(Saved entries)
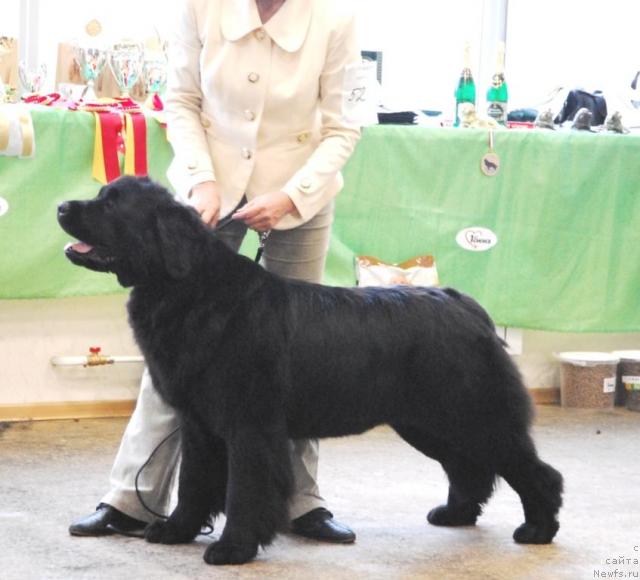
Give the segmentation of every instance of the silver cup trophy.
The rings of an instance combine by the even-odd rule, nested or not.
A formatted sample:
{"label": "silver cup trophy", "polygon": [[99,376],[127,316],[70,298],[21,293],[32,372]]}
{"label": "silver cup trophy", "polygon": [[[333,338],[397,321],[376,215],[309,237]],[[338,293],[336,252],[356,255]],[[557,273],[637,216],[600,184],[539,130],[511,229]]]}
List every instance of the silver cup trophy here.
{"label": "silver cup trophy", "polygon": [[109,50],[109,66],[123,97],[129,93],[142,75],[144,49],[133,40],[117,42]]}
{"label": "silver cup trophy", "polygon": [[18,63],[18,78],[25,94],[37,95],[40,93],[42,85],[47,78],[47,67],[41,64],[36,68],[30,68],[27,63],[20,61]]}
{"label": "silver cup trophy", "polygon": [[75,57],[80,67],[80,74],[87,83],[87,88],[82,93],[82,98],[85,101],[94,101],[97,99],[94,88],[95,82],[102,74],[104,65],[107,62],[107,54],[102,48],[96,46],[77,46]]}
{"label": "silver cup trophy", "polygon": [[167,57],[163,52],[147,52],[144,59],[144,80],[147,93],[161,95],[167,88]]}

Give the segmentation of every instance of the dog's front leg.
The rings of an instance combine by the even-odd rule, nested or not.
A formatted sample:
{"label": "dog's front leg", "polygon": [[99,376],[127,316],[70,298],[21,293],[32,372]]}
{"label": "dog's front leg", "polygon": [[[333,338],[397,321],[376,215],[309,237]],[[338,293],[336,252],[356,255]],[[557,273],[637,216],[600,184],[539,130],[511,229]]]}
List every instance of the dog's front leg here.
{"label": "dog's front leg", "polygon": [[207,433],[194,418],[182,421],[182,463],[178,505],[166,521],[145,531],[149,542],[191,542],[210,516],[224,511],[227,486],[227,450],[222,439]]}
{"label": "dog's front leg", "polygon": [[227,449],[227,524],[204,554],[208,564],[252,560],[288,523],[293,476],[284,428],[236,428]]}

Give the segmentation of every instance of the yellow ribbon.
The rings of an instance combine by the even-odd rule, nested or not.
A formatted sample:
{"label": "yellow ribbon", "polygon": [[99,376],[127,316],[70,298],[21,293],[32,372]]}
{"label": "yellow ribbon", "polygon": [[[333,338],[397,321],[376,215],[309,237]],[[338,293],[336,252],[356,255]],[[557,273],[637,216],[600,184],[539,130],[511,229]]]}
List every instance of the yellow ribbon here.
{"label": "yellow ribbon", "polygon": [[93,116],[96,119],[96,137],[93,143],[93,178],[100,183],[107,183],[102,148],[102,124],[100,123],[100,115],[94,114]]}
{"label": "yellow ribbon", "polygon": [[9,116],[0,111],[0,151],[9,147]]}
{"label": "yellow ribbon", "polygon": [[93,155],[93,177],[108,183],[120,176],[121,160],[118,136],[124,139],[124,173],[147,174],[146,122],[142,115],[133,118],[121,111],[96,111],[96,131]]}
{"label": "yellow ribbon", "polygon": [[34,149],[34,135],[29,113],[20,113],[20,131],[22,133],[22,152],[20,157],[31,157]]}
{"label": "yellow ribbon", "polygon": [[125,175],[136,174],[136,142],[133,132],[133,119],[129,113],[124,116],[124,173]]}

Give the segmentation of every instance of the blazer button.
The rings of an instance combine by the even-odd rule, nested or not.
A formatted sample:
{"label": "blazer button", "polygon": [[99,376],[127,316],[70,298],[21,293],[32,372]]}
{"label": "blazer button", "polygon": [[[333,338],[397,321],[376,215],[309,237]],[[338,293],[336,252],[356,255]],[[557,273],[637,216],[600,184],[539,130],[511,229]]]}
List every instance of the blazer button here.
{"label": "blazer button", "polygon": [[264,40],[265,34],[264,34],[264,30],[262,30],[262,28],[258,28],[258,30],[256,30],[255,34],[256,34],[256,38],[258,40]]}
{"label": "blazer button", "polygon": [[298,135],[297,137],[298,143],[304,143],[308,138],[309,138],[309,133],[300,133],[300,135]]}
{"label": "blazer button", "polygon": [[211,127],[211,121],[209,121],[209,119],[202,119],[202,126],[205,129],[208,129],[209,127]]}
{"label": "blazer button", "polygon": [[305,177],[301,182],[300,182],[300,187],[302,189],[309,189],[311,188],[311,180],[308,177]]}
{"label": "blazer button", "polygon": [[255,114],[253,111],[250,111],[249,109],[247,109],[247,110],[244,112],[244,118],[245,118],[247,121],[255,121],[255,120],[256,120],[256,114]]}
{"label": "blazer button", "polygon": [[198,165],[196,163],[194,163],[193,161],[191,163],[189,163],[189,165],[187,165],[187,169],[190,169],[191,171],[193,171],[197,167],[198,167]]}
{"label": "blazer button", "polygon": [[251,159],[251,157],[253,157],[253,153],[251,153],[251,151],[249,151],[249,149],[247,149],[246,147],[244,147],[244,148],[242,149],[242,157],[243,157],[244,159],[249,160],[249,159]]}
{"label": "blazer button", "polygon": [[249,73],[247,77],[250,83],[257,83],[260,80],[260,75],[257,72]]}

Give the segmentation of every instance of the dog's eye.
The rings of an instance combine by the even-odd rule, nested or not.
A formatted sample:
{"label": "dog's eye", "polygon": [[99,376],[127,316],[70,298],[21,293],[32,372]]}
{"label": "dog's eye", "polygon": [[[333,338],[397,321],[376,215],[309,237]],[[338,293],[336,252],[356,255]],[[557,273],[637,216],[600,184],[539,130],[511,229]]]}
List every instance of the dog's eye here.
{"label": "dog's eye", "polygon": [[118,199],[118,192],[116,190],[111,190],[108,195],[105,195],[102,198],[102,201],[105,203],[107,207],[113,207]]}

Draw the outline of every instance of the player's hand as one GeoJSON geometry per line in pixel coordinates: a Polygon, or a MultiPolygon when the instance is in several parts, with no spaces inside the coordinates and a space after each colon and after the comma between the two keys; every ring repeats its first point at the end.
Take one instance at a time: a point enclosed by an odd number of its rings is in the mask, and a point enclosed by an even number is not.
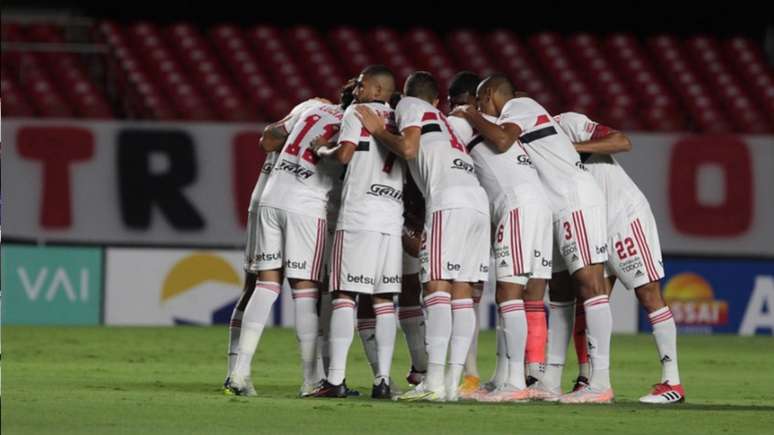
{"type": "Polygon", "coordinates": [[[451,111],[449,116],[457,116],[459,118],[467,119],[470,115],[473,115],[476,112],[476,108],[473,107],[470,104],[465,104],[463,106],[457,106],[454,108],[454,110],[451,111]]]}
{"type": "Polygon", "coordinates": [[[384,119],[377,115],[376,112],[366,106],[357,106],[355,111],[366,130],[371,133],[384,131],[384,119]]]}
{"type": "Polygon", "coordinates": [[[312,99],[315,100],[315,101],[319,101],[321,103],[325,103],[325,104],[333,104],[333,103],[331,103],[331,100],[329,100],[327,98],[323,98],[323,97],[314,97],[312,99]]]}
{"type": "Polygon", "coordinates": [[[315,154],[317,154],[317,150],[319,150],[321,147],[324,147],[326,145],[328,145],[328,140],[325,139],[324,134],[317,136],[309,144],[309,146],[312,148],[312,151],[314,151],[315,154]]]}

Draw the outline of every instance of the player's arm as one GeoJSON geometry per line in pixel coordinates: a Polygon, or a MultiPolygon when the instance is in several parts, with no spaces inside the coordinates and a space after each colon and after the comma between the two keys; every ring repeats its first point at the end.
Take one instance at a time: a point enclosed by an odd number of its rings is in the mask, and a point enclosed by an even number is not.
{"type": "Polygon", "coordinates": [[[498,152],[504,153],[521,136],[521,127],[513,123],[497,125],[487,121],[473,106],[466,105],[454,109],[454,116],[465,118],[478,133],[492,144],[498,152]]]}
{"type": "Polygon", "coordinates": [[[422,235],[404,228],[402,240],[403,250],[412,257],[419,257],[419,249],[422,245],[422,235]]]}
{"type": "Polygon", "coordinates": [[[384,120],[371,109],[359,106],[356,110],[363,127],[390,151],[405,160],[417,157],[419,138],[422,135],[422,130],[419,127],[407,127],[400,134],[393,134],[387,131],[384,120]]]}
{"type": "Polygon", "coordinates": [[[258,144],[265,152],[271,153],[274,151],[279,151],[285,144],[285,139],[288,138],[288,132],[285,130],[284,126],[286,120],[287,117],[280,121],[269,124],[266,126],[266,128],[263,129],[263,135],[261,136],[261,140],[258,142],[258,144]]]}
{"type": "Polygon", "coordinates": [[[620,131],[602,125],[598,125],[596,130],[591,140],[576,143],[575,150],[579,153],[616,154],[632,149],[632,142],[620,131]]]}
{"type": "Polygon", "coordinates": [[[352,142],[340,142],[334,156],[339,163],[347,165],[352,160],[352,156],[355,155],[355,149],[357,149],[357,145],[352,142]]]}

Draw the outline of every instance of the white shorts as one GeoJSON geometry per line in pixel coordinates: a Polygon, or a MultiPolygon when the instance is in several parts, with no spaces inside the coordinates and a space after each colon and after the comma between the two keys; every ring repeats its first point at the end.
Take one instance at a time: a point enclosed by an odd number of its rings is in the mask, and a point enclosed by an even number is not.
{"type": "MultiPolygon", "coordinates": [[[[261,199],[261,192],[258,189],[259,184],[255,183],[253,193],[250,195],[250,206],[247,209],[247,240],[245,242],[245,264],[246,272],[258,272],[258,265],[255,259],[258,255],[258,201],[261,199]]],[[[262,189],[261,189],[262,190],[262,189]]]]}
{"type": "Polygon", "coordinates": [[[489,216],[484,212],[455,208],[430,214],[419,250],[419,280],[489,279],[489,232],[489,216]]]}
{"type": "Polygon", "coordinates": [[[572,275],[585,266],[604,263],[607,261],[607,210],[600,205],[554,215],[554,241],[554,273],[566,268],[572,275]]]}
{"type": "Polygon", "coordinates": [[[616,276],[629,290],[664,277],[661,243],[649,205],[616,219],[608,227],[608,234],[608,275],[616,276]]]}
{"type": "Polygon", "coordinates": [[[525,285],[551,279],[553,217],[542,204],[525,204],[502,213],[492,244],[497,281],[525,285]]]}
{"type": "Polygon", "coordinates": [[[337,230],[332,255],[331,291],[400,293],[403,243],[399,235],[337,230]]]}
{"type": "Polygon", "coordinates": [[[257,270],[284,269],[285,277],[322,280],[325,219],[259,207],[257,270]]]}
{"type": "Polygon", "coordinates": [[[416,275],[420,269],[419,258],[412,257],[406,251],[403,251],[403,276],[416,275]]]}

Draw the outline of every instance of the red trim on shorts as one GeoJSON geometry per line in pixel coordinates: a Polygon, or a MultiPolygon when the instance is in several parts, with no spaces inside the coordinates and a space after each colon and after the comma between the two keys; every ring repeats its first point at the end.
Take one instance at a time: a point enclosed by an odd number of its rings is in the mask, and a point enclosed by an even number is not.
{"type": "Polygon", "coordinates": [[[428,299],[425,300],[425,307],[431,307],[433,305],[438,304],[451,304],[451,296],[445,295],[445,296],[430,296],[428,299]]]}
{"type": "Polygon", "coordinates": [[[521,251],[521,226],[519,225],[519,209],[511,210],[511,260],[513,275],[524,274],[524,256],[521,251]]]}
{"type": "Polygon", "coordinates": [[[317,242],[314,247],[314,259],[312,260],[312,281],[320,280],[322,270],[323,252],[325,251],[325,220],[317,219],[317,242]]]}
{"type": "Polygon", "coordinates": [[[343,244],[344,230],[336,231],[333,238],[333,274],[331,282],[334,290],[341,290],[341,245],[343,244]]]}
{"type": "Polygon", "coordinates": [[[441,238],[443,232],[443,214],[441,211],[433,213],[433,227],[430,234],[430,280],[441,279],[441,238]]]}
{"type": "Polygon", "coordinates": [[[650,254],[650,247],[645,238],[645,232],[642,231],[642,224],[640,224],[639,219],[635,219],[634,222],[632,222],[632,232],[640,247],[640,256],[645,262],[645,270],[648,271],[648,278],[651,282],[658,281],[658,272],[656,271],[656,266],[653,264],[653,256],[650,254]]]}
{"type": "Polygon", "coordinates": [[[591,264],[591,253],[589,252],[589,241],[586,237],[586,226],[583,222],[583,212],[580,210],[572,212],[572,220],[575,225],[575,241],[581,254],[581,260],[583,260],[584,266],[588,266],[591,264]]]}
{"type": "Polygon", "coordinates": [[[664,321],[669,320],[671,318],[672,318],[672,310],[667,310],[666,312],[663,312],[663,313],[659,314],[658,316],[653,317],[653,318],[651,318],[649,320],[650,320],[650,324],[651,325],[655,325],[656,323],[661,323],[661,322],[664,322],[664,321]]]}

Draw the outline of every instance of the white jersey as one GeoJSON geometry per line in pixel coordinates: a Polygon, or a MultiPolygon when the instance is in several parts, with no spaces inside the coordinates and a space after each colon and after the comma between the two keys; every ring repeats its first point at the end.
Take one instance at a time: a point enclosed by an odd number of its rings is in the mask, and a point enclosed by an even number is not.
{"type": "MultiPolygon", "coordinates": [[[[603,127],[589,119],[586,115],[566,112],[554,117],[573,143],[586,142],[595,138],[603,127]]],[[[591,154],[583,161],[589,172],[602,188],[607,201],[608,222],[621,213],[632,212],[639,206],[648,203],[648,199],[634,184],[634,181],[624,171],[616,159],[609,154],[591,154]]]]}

● **WHAT YOU HAVE TO DO**
A single number is the whole answer: the number of lines in the entries that include "Give".

● **RESPONSE BOX**
5